Task: Transcribe all data verbatim. Skip the pictures.

Supplied material:
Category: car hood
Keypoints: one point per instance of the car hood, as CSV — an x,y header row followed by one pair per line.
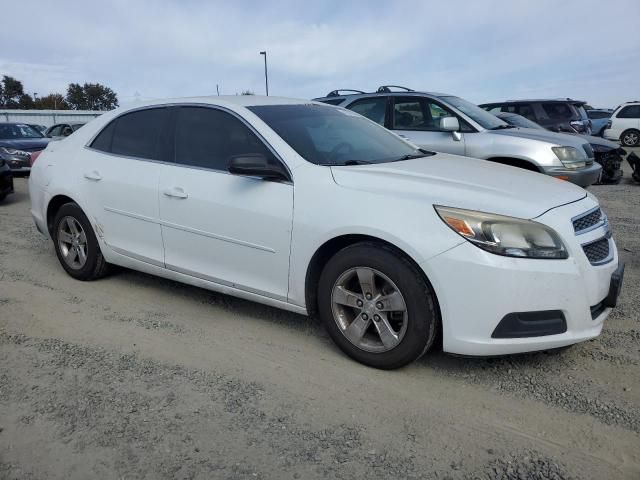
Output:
x,y
462,182
26,144
561,139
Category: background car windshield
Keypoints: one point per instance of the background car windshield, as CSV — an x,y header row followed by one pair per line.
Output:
x,y
519,121
332,136
18,130
477,114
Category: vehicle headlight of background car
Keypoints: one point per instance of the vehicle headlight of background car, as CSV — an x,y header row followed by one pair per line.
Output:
x,y
570,157
508,236
13,154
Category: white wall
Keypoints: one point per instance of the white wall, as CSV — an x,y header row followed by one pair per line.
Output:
x,y
48,117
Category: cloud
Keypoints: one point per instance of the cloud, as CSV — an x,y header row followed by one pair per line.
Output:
x,y
480,50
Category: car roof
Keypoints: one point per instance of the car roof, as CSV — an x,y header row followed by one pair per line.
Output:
x,y
546,100
410,93
223,100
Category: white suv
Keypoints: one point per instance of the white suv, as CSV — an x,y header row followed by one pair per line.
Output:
x,y
314,208
624,125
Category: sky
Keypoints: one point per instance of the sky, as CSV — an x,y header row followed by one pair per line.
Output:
x,y
484,50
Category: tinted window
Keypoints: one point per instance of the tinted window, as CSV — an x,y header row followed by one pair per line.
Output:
x,y
10,131
208,138
630,111
560,111
103,141
136,134
372,108
478,115
333,136
595,115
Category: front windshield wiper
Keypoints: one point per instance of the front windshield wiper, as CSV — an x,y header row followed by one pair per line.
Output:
x,y
353,162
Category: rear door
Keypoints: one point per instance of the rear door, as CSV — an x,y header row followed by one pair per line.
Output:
x,y
120,183
418,120
228,229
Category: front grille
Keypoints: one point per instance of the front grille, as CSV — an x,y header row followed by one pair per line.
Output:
x,y
597,251
587,220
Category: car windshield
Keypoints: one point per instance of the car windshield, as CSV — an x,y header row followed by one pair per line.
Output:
x,y
12,131
475,113
327,135
519,121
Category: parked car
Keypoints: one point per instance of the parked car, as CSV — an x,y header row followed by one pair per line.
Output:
x,y
624,125
17,141
557,115
6,180
446,123
599,119
62,130
608,154
315,209
41,128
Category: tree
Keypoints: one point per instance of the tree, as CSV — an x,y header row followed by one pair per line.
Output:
x,y
91,96
53,101
12,91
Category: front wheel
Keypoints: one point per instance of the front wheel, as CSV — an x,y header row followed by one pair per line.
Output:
x,y
376,306
630,138
76,245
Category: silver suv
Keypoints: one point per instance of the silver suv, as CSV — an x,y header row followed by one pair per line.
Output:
x,y
446,123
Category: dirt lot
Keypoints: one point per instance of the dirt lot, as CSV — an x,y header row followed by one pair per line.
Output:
x,y
137,377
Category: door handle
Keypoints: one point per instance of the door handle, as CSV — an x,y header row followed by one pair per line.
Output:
x,y
93,175
175,192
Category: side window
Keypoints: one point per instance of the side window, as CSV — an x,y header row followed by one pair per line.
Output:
x,y
137,134
103,141
56,131
372,108
208,138
630,111
333,101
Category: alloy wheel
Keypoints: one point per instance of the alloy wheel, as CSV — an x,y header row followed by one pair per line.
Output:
x,y
369,309
72,242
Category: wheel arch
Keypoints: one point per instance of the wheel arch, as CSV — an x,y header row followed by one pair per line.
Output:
x,y
333,246
53,206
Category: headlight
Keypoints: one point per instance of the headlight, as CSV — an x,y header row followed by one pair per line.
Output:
x,y
569,156
4,151
508,236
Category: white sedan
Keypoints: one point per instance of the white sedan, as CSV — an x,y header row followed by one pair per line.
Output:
x,y
315,209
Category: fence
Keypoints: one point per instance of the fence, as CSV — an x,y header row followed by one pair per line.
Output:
x,y
48,117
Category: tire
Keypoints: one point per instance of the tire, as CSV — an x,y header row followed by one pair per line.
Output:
x,y
73,231
630,138
414,328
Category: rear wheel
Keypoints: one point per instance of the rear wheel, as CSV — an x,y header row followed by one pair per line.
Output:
x,y
630,138
376,306
76,245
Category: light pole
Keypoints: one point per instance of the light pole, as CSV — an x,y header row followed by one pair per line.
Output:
x,y
266,76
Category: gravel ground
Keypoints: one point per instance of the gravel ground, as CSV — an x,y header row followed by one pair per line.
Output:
x,y
138,377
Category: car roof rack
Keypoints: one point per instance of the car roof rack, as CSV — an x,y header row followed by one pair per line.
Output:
x,y
336,93
387,88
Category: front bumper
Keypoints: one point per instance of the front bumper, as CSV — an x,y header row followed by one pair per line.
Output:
x,y
476,290
582,177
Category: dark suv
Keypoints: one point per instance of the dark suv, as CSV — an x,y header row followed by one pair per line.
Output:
x,y
560,115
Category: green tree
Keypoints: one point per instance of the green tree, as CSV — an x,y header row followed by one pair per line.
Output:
x,y
91,96
53,101
12,91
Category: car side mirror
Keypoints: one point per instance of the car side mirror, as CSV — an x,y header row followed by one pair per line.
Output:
x,y
449,124
257,165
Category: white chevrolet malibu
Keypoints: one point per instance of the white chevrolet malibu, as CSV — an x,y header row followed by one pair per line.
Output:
x,y
315,209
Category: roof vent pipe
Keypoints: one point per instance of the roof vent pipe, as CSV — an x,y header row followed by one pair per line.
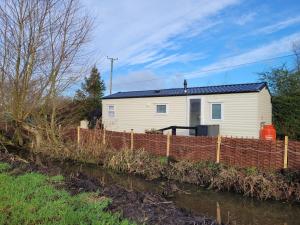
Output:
x,y
185,86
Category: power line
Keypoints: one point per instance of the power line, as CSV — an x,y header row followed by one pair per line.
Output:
x,y
111,71
214,69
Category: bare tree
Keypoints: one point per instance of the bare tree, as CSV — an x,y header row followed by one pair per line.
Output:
x,y
296,50
41,46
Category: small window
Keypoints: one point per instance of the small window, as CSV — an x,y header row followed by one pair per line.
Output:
x,y
111,111
161,108
216,111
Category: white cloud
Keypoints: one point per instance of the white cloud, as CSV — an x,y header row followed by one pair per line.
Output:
x,y
278,26
140,80
135,31
175,58
246,18
271,50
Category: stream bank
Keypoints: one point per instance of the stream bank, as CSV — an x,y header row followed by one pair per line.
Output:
x,y
142,207
237,209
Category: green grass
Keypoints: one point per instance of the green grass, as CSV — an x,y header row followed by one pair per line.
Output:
x,y
32,199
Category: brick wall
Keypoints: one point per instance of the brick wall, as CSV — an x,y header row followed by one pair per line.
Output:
x,y
240,152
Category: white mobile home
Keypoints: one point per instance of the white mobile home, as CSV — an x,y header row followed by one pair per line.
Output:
x,y
238,109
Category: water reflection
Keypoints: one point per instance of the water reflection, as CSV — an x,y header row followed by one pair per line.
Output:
x,y
225,207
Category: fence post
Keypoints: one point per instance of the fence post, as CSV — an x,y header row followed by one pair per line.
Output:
x,y
168,144
78,135
219,219
286,143
131,140
218,148
103,137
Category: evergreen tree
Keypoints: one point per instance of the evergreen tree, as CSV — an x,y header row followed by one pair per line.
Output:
x,y
284,85
89,97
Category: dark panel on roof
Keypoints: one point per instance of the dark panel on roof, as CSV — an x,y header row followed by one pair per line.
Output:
x,y
208,90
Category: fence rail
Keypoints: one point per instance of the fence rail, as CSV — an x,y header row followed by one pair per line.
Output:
x,y
240,152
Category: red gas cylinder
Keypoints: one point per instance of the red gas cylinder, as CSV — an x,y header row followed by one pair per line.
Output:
x,y
268,132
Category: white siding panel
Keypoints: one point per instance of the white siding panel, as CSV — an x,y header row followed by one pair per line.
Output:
x,y
242,113
265,107
140,113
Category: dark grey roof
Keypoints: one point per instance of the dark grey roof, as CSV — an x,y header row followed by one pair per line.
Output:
x,y
208,90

Exercise response:
Category: car hood
Keypoints: one point per instance of the car hood, as CSV — an x,y header row followed by one pair per line.
Output:
x,y
462,182
26,144
561,139
Category: background car windshield
Keypoints: one point per instance of the background car windshield, as CSV — an x,y header row followed by one pair per line.
Output:
x,y
519,121
332,136
18,130
477,114
Category: vehicle headlight of background car
Keypoints: one point per instance of the vehicle headlight of background car, as CSV — an x,y header row followed by one pair per line.
Output:
x,y
570,157
508,236
13,154
Category: white wall
Keypoints: one point per instance of the white wall, as CSV — an x,y header row followed by one pair per line.
Output:
x,y
48,117
Category: cloud
Keypoints: one point per instance of the cloud, as CSV — an x,y header row followed by one pair per line.
Output:
x,y
480,50
Category: car roof
Keypoints: one point per instance of the car roof, as CSV — an x,y header row followed by one pair per line.
Output:
x,y
546,100
410,93
223,100
Category: white suv
Keypoints: one point per instance of the white suv, as CSV — an x,y header row followed by one pair per line.
Output:
x,y
314,208
624,125
Category: sky
Keypoints: one point per instance of the sky, as CSV — an x,y header row followed by one pair per line.
Output:
x,y
484,50
Category: tinted window
Keypoints: one point per instance of the tinted window, as CSV — an x,y header row followed by one pair per line.
Output:
x,y
10,131
208,138
630,111
560,111
103,141
136,134
372,108
478,115
333,136
595,115
Category: front windshield wiper
Keypoints: one point per instance of the front windshield wiper, as CSV — an x,y header row followed by one pair per line.
Output:
x,y
353,162
Category: rear door
Keypoints: one point per instance of the rear door, as CSV — an x,y header row followed by one pair per line.
Output:
x,y
120,183
418,120
228,229
Category: front grille
Keypoints: one point per instance of the front grille, as CSV — an x,y header row followed by one pair per line.
Output:
x,y
597,251
587,220
Category: car windshield
Keypoints: one point per instance of the car windshield, as CSV — an x,y header row followed by one pair per line.
Output:
x,y
12,131
475,113
327,135
519,121
Category: parked car
Keypoints: one point per instance of the parked car, as CSV — an x,y header row followed by one pair per line.
Output:
x,y
624,125
17,141
557,115
6,180
446,123
599,119
62,130
608,154
315,209
41,128
Category: tree
Keypoints: one point per instance of the tree, as CSV — an x,y header row followed by one pair per line.
Output:
x,y
91,96
53,101
12,91
Category: front wheel
Keypoints: one point per instance of the front wheel, as CSV — an x,y header row followed by one pair per line.
Output:
x,y
376,306
630,138
76,245
Category: silver suv
Keypoints: one point per instance of the silver suv, as CSV — an x,y header row followed by one pair per line.
Output:
x,y
446,123
Category: dirt lot
Keypoints: one point per instance of the dirt lot, as CSV — an x,y header row followed by one pair per line.
Output:
x,y
137,377
Category: door handle
Keypoints: one point per instance of the door handle, as CSV — an x,y header row followed by one pair per line.
Output:
x,y
93,175
175,192
Category: side window
Keypoints: one point per instance of the side window, as CSV — an x,y header row followed by one pair per line.
Output:
x,y
137,134
103,141
56,131
372,108
208,138
630,111
333,101
Category: alloy wheel
Keypoints: one point per instance of the alloy wheel, as CSV — an x,y header row followed by one pair per line.
Output:
x,y
369,309
72,242
Category: wheel arch
Keypoints: one point per instance of the wheel arch, as CSV — an x,y header row followed by one pair per line.
Output:
x,y
333,246
53,206
Category: headlight
Keypoints: one point per instance of the headlight, as CSV — an x,y header row followed by one pair per line.
Output:
x,y
569,156
4,151
508,236
Category: white sedan
Keypoints: one point per instance of the white sedan, as CSV — an x,y header row followed by one pair per line.
Output:
x,y
315,209
Category: fence
Keypoints: one point per instance of the fence, as CSV — an x,y header row followed by one pair per line.
Output:
x,y
48,117
Category: tire
Keypoints: one point per instance of the tire, as CSV — an x,y header row followed by one pair per line.
Output:
x,y
73,231
630,138
414,328
Category: rear wheel
Keypoints: one point per instance of the rear wheel, as CSV — an x,y header row followed by one pair per line.
Output:
x,y
630,138
376,306
76,245
Category: light pole
Keypoints: one point per instance of the light pole, as CSV — an x,y header row followed by one pair per line.
Output:
x,y
266,76
Category: gravel ground
Keypoints: one point per instance of the gravel ground, as CSV — an x,y header row followed by one pair per line.
Output:
x,y
138,377
Category: car roof rack
Keypoints: one point per instance of the car roof rack, as CSV — an x,y header row followed by one pair per line.
Output:
x,y
336,93
387,88
Category: front bumper
Keypoints: one point per instance of the front bumper, as CSV — an x,y header row followed by one pair per line.
Output:
x,y
476,290
582,177
Category: dark suv
Keypoints: one point per instance of the dark suv, as CSV — an x,y header row followed by one pair per line.
Output:
x,y
560,115
Category: green tree
Keypoints: one point per instance of the green tree, as CSV — an x,y header row followed by one pair per line.
Output:
x,y
91,96
53,101
12,91
Category: car side mirror
Keypoints: one point per instance of the car side mirror, as CSV — an x,y header row followed by one pair per line.
Output:
x,y
449,124
257,165
Category: white chevrolet malibu
Keypoints: one point per instance of the white chevrolet malibu, as CSV — an x,y header row followed by one pair per line.
Output:
x,y
315,209
Category: roof vent pipe
Keypoints: one point per instance of the roof vent pipe, as CSV — an x,y header row followed by one pair per line.
Output:
x,y
185,86
Category: power line
Keypoints: one point per instance of the power line, as CSV — an x,y header row followed by one pair per line.
Output:
x,y
111,71
214,69
Category: bare tree
Keypoints: one point per instance of the bare tree, as CSV — an x,y header row followed by one pair per line.
Output:
x,y
296,50
41,46
Category: small window
Keypoints: one point per instance of the small window, as CSV — an x,y header row followed by one pair per line.
Output:
x,y
111,111
161,108
216,111
Category: white cloud
Keypoints: one point per instance of the white cloud, as CSV — an x,y header row followed by one pair per line.
Output:
x,y
278,26
140,80
135,31
175,58
246,18
271,50
Category: stream bank
Keypoints: one point per instance of the stream bank, as CSV — an x,y header row followed by one pair per line.
Output:
x,y
142,207
237,209
Category: green grass
Keypoints: one point per instance of the green grass, as CSV — an x,y header row followed by one pair per line.
Output:
x,y
32,199
Category: brick wall
Keypoints: one point per instance of the brick wall, as CSV — an x,y header row followed by one pair per line.
Output:
x,y
240,152
Category: white mobile home
Keypoints: one point per instance of the white mobile home, as CSV — an x,y header row followed by one pair per line.
Output:
x,y
238,109
Category: water reflection
Keypoints: one point per instance of the water reflection, as CSV — an x,y header row followed by one pair per line.
Output:
x,y
225,207
Category: fence post
Keypoints: one point per instance of the fence post, as CSV — an x,y header row followed by one pair per line.
Output:
x,y
168,144
78,135
219,219
286,143
131,140
218,148
103,137
Category: evergreen tree
Keypoints: one point per instance of the evergreen tree, as CSV — an x,y header row followed by one pair per line.
Output:
x,y
284,85
89,97
Category: dark panel on roof
Keypoints: one point per instance of the dark panel on roof, as CSV — an x,y header row followed by one pair per line.
Output:
x,y
208,90
Category: fence rail
Keypoints: one point per instance of the fence rail, as CSV — an x,y header row followed by one pair per line.
Output:
x,y
240,152
Category: red gas cylinder
Keypoints: one point per instance of the red gas cylinder, as CSV — an x,y header row followed by one pair per line.
Output:
x,y
268,132
Category: white siding panel
Keypoints: one point per instance of the white siding panel, as CSV — an x,y header row followed by one pair per line.
Output:
x,y
242,113
265,107
140,113
Category: dark grey roof
Keypoints: one point per instance of the dark grey roof, as CSV — an x,y header row followed by one pair per line.
Output:
x,y
208,90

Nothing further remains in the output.